== Source passage ==
-.-.-
THE THEATER

The palace of the Corporation of Canton has a niche for its golden god,—an inner hall where great seats, placed solemnly about the center, indicate rather than invite repose. And, as European clubs would place a library, they have established a theater, with parade and pomp, on the far side of the court which is in front of the whole building. It is a terrace of stone deep in between two buildings. Consisting only of a difference in level, the stage between the wings and the crowd is simply a wide, flat space above their heads. A square canopy like that of a dais shades and consecrates it. Another portico in the foreground, framing it in four pillars of granite, confers on it solemnity and distance. Here comedy develops, legends are told, the vision of the things which are to be reveals itself in rolling thunder.
-.-.-
== What is needed ==
Can you carry the passage about the theater at the palace of the Corporation of Canton forward, picking up right after its final sentence?

== Dataset section ==
-.-.-
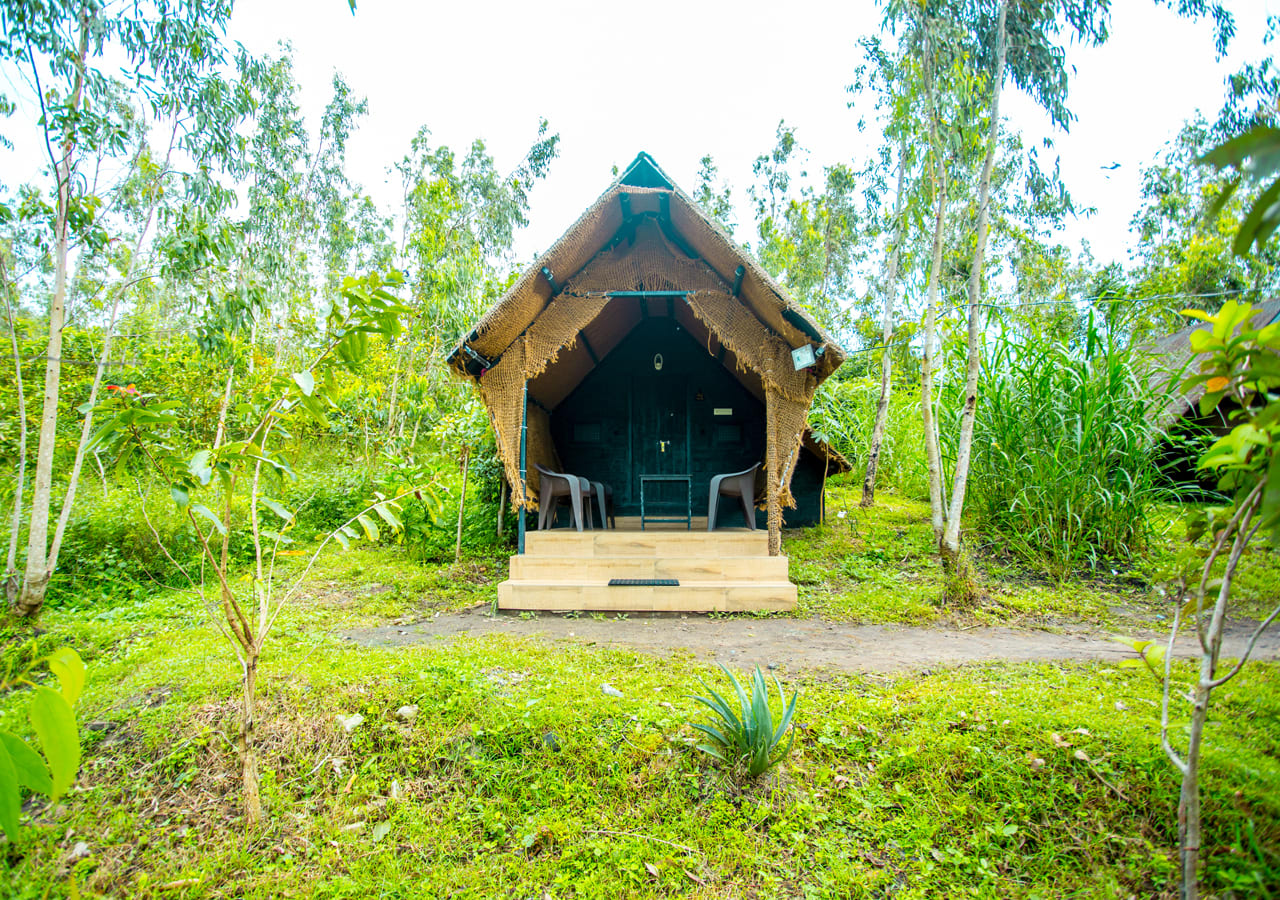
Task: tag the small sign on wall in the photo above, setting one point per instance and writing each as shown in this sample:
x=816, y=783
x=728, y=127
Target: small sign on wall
-.-.-
== The result ==
The curtain, comparable to that veil which divides us from the world of dreams, does not exist here. But as if each soul, in discarding its disguises, were held in an impenetrable tissue, whose colors and elusive brightness are like the livery of night; each actor in his silken draperies shows nothing of himself but the movement when he stirs. Beneath the plumage of his part the golden headdress, the face hidden under rouge and mask, he is no more than a gesture and a voice. The emperor mourns over his lost kingdom, the unjustly accused princess flees from monsters and savages, armies defile, combats take place, a gesture effaces years and distances, debates proceed before the elders, the gods descend, the genie arises from the jar. But never does any one of the persons engaged in the execution of a chant or of a complicated dance deviate from the rhythm and the harmonies which time the measure and rule the evolutions, any more than he would throw off his clothes.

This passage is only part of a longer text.